> _QUOTED PASSAGE_:
((

Continuously cast magnesium containing, aluminum alloy sheet with copper addition

Abstract

A magnesium, manganese and copper-containing aluminum alloy sheet material suitable for use in high elongation forming processes is produced according to an improved thermomechanical process. The sheet material is produced by continuous casting with an as-cast gage of 5 to 35 millimeters and immediately hot rolling with a final strip exit temperature between 200° C. and 350° C. and then coiling. The hot rolled coil is annealed at 450–560° C. to homogenize the microstructure. After cooling to ambient temperature, the coil is cold rolled to desired sheet thickness with a net gage reduction of 50–90 %. After suitable recrystallization of the cold worked microstructure the sheet is ready for hot, high elongation forming.

Description

CROSS-REFERENCE TO RELATED APPLICATION

This application is a continuation-in-part of patent application Ser. No. 10/273,432, filed Oct. 17, 2002 now U.S. Pat. No. 6,811,625 and assigned to the assignee of this invention.

TECHNICAL FIELD

This invention pertains to a thermomechanically processed, continuously cast aluminum alloy sheet suitable for use in high elongation sheet metal forming operations. More specifically, this invention pertains to a magnesium, manganese and copper-containing aluminum alloy, continuously cast and processed using a specific sequence of hot rolling, coiling, annealing and cold rolling operations to make a highly formable aluminum alloy sheet.

BACKGROUND OF THE INVENTION

Body panels for automotive vehicles are currently being manufactured using a superplastic (high elongation) forming process applied to certain manganese-containing and magnesium-containing aluminum alloy sheet stock. At the present time, the sheet stock is a specially prepared, fine grain microstructure aluminum alloy 5083. AA5083 has a nominal composition, by weight, of about 4 to 5 percent magnesium, 0.4 to 1 percent manganese, a maximum of 0.25 percent chromium, up to about 0.1 percent copper, up to about 0.4 percent iron, up to about 0.4 percent silicon, and the balance substantially all aluminum. Copper, iron and silicon are present as difficult to eliminate impurities.

Generally, the alloy is chill cast into a large ingot about 700 millimeters in thickness and subjected to a long homogenizing heat treatment. The slab is then gradually reduced in thickness by a series of hot rolling operations to a strip in the range of four to eight millimeters, depending somewhat on the goal for the final thickness of the sheet, and coiled. The coiled strip is then heavily cold rolled, usually in stages with possible interposed anneals, to a final sheet thickness in the range of about one to three or four millimeters.

The result of the thermomechanical processing is a coil of smooth surface aluminum sheet stock, the microstructure of which has been severely strained. The sheet material is heated to recrystallize it to a strain relieved, fine grain microstructure (grains less than about ten micrometers) and to a suitable forming temperature, e.g., 450 C to 500 C. In this condition a sheet blank can be stretch formed into an article of complex shape with regions of high biaxial stretching.

While this specially processed AA5083 type material is very useful for making articles such as automobile body panels it is much more expensive than the heavier carbon steel sheet which has long been used in the same applications. The above identified United States patent application describes a more efficient casting and thermomechanical processing method of making sheet material of magnesium containing aluminum alloy for sheet metal forming. The disclosed method comprises continuously casting such aluminum alloy compositions to form a cast slab. The cast slab is hot rolled, coiled, annealed and cold rolled. After recrystallization the sheet material is readily formable by hot stretch forming processes. The entire disclosure of the above identified application is incorporated by reference into this application.

))

> _PROMPT A_:
In the patent text on continuously cast aluminum alloy sheet, at what temperature range is the hot rolled coil annealed to homogenize the microstructure?
> _PROMPT B_:
Extend the patent text on continuously cast aluminum alloy sheet with the passage that would follow its final sentence.

> _EXCERPTED DATA_:
((

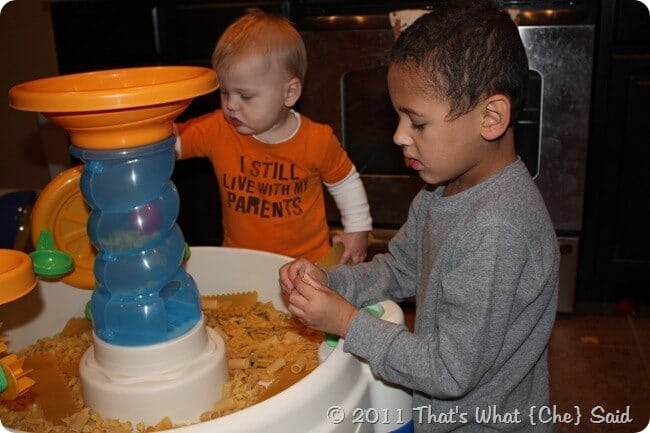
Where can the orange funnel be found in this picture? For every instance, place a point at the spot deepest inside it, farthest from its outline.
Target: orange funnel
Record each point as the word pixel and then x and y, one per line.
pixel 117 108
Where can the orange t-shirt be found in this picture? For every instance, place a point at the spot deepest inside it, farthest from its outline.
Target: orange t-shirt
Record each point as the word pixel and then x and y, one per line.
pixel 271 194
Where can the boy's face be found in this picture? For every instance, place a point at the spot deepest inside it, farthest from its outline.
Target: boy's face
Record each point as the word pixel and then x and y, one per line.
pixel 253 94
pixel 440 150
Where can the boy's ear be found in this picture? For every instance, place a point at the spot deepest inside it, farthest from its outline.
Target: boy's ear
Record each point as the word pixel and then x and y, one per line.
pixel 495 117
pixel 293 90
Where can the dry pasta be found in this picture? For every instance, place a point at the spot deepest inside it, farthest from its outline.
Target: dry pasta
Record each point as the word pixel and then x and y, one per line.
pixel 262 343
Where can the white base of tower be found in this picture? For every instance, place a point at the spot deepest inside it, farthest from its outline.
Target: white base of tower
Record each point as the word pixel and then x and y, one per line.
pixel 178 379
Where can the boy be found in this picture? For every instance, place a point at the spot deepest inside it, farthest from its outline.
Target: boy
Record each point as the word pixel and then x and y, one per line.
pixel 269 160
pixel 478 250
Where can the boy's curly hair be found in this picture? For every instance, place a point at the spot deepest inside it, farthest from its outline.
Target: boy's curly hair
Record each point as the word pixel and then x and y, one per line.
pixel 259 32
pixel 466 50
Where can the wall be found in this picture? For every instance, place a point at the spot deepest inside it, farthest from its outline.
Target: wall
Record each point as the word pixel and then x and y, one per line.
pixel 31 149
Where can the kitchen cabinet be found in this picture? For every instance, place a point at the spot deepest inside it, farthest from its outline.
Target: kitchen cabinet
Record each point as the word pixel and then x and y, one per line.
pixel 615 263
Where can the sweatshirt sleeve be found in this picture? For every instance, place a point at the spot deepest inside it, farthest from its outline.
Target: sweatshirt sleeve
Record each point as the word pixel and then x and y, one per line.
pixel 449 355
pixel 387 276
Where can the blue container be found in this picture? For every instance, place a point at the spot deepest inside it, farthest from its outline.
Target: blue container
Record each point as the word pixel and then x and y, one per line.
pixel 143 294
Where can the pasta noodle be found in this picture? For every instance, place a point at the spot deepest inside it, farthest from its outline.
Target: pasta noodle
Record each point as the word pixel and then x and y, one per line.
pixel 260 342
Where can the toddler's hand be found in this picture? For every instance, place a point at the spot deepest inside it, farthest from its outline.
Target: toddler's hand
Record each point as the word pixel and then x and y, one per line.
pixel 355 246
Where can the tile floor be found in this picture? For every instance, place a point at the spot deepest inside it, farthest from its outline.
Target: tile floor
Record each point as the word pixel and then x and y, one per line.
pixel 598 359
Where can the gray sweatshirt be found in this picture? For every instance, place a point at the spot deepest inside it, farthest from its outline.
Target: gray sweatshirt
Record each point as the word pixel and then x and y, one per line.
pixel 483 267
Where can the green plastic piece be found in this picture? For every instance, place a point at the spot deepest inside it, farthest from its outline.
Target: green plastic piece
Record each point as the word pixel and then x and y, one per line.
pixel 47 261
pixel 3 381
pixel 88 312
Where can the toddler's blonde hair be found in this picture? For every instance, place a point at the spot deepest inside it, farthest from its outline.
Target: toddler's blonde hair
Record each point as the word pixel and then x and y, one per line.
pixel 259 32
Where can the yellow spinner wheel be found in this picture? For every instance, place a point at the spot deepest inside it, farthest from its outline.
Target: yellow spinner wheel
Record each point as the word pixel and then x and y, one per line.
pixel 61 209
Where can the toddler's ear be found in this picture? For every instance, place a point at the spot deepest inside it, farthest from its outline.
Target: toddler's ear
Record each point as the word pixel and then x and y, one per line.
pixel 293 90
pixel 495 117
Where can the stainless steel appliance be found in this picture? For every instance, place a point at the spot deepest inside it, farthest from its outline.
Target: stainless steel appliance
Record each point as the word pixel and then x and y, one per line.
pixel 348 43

))
((

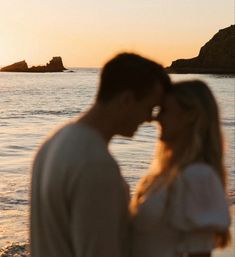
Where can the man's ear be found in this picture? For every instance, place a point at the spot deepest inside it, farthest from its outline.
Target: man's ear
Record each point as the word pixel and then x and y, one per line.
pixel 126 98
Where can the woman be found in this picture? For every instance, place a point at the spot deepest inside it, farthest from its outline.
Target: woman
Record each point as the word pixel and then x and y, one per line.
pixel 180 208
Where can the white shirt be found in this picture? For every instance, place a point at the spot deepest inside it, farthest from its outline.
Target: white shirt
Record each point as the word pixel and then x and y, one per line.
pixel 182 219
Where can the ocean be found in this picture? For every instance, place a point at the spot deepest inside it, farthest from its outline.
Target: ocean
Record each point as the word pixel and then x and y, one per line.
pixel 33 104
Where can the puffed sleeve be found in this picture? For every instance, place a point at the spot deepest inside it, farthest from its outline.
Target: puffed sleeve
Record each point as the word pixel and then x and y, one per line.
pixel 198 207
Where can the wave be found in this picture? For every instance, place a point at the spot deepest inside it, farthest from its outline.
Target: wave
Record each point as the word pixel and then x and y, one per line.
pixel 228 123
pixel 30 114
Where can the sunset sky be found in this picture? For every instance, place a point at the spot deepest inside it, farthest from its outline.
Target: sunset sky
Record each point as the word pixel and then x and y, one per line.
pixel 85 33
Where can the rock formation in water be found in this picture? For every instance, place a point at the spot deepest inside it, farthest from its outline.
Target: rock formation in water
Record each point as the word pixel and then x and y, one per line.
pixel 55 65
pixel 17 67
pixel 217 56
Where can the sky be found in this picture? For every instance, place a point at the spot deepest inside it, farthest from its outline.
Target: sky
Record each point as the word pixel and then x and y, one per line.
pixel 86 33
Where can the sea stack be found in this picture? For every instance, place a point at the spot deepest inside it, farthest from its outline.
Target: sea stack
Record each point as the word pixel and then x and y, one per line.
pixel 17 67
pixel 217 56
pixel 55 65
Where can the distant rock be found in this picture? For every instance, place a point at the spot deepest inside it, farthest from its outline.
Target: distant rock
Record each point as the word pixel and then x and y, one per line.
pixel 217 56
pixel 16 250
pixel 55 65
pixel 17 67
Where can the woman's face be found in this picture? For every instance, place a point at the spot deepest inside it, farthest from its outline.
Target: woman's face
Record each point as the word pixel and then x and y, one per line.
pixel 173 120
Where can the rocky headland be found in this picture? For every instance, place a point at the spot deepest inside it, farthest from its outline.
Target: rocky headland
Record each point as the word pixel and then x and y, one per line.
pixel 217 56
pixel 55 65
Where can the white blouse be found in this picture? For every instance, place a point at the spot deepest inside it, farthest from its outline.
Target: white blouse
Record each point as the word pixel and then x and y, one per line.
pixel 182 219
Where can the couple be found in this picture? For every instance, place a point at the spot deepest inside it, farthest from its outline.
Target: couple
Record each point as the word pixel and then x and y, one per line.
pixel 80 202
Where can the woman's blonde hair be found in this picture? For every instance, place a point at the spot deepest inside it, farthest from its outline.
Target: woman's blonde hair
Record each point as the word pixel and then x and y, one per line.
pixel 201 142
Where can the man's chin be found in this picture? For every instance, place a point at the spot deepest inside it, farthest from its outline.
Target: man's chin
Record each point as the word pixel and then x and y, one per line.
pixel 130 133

))

> _EXERCISE ANSWER A_:
450–560° C.

> _EXERCISE ANSWER B_:
It is an object of this invention to modify the composition of the above described magnesium containing aluminum alloys with the addition of copper to provide a continuously cast alloy processed as described in the application to a sheet material with higher formability than the Mg containing alloys that have contained minimal amounts of copper as an impurity.

SUMMARY OF THE INVENTION

The practice of this invention is particularly applicable to aluminum alloys consisting essentially of, by weight, 3.5% to 5.5% magnesium, 0.4% to 1.6% manganese, 0.05% to 0.5% chromium, 0.2% to 2.0% copper and the balance substantially all aluminum. The alloy has typical levels of unavoidable impurities such as iron and silicon, and incidental elements (added as grain refiners) such as titanium, boron, beryllium and zirconium. It is preferred that the alloys contain, by weight, 4.5% to 5.0% magnesium and 0.5% to 1.0% manganese, 0.05% to 0.3% chromium, 0 to 0.2% zirconium, and 0.5% to 1% copper.

A molten alloy of such composition is cast in a continuous caster to an as-cast gage of about 5 to 35 millimeters. There are a variety of suitable commercially available continuous casters for aluminum alloys. They include twin belt casters, twin roll casters and block type casters. The fast cooling rates inherent in continuous casting ensure that in addition to magnesium and copper, most of the other solute elements also remain in supersaturated solid solution. The hot cast slab is immediately passed through a one to three stand hot rolling mill placed in tandem with the caster to reduce the thickness of the slab and break up the as-cast dendritic microstructure. The rolling temperatures and the reduction levels in the hot rolling mill are managed such that the final hot rolled strip exit temperature is between 200° C. and 350° C., preferably between 230° C. and 330° C. This temperature range assures retention of some work strain in the metal. The net gage reduction from the cast slab to the rolled strip is in the range of 30 to 80% and the thickness of the hot rolled strip is between 3 and 10 millimeters or so, the maximum thickness that can be effectively coiled. Preferably, the strip is coiled as it emerges from the last rolling stand.

The coiled, hot rolled strip is annealed at 450° C. to 560° C. for 3 to 30 hours. Typically, the annealing step can be carried out at 500° C. to 550° C. for 5 to 15 hours to homogenize the microstructure of the cast and hot rolled strip and promote precipitation from aluminum solid solution of solute elements manganese, chromium, zirconium, copper and trace elements in the form of small, dispersed intermetallic particles. These particles serve a useful function in the final processing of the sheet material. The homogenization is, of course, completed more quickly at the higher temperatures. Following annealing the coil is cooled to ambient temperature for cold rolling.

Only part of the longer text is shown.